● MATERIAL FOR THIS EXERCISE
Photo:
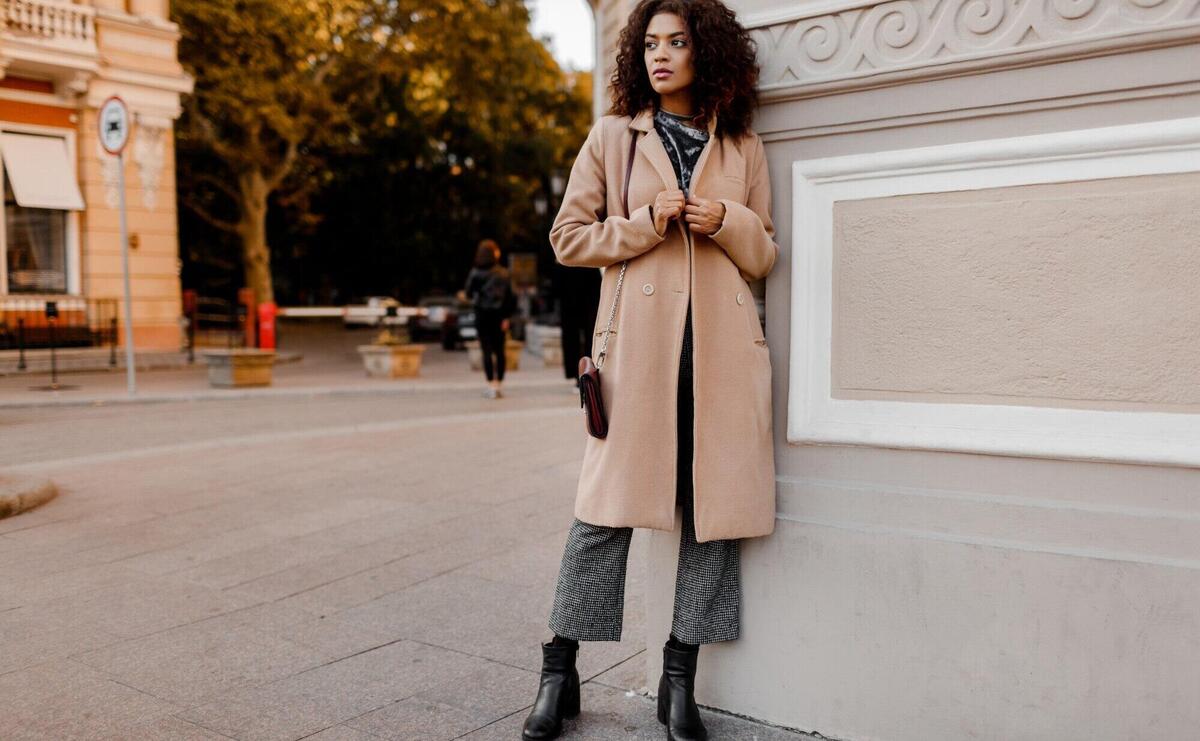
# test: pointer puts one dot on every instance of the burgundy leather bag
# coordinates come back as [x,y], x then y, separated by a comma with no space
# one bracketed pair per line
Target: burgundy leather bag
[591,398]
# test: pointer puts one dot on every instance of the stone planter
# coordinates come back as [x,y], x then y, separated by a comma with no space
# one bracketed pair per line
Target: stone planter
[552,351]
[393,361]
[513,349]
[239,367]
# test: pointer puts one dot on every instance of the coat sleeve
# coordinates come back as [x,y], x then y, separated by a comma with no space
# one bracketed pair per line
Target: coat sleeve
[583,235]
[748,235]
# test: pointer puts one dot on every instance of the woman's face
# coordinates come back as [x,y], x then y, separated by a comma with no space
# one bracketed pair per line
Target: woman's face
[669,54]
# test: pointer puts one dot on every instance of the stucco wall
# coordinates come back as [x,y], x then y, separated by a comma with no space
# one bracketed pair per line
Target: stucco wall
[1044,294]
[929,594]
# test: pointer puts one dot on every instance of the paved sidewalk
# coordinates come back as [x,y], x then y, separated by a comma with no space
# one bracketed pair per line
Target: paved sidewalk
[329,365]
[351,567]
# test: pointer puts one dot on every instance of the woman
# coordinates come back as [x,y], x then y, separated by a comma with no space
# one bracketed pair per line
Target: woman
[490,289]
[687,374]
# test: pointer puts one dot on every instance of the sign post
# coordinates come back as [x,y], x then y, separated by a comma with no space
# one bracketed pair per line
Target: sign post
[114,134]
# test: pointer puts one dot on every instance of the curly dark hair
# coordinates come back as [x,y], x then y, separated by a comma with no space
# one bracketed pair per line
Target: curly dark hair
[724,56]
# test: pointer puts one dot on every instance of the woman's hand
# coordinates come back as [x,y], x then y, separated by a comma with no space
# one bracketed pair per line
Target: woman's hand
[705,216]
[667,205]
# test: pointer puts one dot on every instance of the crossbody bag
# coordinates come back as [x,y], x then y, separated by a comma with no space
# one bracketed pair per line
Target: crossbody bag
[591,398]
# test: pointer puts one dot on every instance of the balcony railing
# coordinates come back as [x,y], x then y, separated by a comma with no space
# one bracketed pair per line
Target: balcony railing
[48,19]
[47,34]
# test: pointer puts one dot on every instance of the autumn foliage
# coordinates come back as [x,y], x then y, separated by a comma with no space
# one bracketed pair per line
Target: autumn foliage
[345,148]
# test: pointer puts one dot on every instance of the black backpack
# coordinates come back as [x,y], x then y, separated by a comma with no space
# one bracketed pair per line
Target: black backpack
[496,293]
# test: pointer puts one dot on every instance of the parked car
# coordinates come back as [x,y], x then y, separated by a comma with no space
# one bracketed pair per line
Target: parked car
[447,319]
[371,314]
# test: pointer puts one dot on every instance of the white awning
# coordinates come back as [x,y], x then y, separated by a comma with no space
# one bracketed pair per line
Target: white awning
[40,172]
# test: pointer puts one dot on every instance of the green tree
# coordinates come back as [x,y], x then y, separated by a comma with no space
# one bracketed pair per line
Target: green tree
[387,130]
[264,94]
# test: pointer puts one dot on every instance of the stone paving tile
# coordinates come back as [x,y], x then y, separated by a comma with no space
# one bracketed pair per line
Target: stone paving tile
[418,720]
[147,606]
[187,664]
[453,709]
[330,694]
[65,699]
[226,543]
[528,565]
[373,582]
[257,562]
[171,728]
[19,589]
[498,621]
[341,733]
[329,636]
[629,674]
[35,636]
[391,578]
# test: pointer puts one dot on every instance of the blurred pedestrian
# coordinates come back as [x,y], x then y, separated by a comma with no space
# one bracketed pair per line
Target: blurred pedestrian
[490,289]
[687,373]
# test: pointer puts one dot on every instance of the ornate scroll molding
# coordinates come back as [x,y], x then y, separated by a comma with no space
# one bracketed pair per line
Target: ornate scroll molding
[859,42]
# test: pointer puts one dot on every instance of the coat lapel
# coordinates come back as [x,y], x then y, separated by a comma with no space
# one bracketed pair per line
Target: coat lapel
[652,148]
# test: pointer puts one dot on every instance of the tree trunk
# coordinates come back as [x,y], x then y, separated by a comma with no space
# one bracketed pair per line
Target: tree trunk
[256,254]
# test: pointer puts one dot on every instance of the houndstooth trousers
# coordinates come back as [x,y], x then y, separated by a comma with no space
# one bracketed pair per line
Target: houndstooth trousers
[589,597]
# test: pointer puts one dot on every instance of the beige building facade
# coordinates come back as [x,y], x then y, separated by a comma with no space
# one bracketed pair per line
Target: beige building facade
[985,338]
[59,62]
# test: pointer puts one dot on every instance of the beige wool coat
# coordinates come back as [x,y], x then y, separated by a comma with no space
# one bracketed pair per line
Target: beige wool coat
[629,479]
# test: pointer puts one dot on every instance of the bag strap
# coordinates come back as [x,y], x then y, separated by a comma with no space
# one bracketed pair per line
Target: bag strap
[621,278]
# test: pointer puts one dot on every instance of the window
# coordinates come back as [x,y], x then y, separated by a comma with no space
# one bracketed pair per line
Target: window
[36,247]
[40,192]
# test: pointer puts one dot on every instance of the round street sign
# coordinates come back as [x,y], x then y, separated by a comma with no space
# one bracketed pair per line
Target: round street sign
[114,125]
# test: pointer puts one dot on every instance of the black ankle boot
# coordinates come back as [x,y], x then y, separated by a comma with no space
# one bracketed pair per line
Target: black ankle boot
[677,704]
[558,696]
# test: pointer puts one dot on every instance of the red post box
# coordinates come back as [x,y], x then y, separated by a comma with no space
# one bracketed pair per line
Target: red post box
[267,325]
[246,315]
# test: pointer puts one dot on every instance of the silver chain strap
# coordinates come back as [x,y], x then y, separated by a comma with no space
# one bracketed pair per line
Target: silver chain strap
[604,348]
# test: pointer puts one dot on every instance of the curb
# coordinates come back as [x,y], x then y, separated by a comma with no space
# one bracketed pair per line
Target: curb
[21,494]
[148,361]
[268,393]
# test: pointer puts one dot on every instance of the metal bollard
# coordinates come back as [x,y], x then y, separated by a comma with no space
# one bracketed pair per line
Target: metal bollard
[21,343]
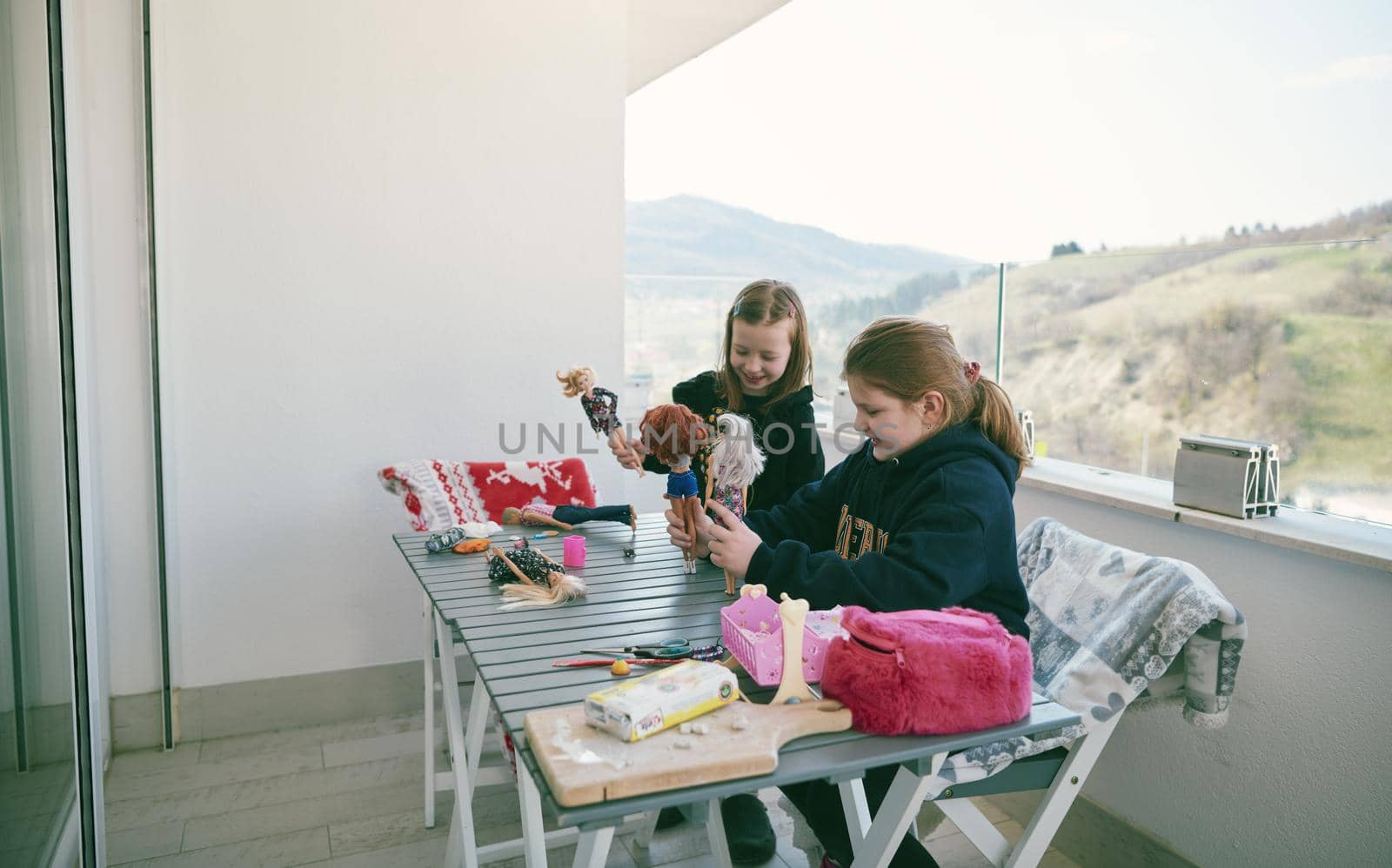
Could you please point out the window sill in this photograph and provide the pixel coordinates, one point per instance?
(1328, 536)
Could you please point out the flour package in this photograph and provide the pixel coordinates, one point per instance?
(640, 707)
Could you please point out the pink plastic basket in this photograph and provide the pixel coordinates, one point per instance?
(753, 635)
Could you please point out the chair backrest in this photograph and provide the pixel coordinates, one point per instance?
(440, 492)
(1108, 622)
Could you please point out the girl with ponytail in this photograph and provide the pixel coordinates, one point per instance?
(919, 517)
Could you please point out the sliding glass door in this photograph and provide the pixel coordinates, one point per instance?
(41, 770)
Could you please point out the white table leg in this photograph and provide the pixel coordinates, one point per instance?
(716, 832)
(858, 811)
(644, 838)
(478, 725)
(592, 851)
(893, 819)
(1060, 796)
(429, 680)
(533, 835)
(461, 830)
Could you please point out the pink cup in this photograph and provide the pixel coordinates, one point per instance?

---

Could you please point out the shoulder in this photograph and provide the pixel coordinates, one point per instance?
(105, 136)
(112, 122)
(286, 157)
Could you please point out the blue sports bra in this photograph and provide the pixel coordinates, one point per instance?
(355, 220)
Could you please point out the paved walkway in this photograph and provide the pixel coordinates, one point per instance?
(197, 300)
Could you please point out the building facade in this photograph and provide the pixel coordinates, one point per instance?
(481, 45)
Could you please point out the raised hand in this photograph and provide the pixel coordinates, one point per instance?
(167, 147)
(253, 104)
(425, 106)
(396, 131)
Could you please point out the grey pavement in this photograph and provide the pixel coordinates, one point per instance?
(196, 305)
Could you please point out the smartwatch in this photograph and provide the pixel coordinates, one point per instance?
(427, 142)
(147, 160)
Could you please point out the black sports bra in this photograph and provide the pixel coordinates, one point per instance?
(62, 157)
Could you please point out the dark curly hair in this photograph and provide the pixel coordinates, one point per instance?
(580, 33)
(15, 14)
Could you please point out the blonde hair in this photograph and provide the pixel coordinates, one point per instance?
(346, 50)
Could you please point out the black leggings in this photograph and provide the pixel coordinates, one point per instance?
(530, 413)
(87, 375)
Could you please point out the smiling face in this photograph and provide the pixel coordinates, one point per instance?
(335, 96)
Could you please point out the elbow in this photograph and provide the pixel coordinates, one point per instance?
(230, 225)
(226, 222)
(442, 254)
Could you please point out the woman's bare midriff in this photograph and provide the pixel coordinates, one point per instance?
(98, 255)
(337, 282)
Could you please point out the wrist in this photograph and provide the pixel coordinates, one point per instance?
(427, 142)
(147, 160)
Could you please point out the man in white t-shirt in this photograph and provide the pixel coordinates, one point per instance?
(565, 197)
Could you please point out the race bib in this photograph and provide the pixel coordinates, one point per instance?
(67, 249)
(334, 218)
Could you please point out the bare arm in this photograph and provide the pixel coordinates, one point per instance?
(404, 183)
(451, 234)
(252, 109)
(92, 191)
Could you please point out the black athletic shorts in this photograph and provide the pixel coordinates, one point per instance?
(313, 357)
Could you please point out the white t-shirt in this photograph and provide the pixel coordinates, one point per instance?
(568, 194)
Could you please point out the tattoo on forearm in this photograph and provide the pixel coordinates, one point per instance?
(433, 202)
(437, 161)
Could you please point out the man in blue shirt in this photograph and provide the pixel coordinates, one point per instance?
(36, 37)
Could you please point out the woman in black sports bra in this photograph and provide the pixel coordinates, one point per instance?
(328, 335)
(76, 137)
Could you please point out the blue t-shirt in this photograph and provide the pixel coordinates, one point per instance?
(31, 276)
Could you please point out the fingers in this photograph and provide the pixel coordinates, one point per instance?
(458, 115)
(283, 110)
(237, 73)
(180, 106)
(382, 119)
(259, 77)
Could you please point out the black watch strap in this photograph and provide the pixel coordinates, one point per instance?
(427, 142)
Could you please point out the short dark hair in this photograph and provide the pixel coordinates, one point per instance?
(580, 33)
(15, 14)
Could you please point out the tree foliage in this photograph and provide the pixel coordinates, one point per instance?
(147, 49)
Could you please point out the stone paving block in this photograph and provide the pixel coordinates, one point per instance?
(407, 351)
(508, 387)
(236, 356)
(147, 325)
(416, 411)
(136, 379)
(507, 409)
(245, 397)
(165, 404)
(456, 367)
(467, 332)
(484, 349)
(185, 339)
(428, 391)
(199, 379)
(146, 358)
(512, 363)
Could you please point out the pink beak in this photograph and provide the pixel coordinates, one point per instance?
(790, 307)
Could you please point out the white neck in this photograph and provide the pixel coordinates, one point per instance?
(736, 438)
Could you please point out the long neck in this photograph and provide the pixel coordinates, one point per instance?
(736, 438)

● EXERCISE INSTRUCTIONS
Copy the entries starting at the line containing "the silver chain strap" and ending at the line containing "(1328, 536)", substituting "steel bollard" for "metal bollard" and leaving everything else unchanged. Omit the pictures from your copy.

● REPLY
# test: pointer puts one dot on every instance of the silver chain strap
# coordinates come back as [x,y], x then y, separated by a comma with no space
# one bracketed pair per line
Target: silver chain strap
[604,348]
# test: pointer puts one dot on every instance of the curb
# coordinates come back as [x,y], x then y, separated by a comma with no space
# one bracketed pair per line
Target: curb
[21,494]
[148,361]
[268,393]
# test: pointer puts one dot on every instance of the steel bollard
# coordinates come back as [x,y], x then y, separated by a comma with no space
# one bracketed pair per line
Target: steel bollard
[21,343]
Could you please point out the window sill in this photograph and provide the pixel coordinates, one point per instance?
(1328, 536)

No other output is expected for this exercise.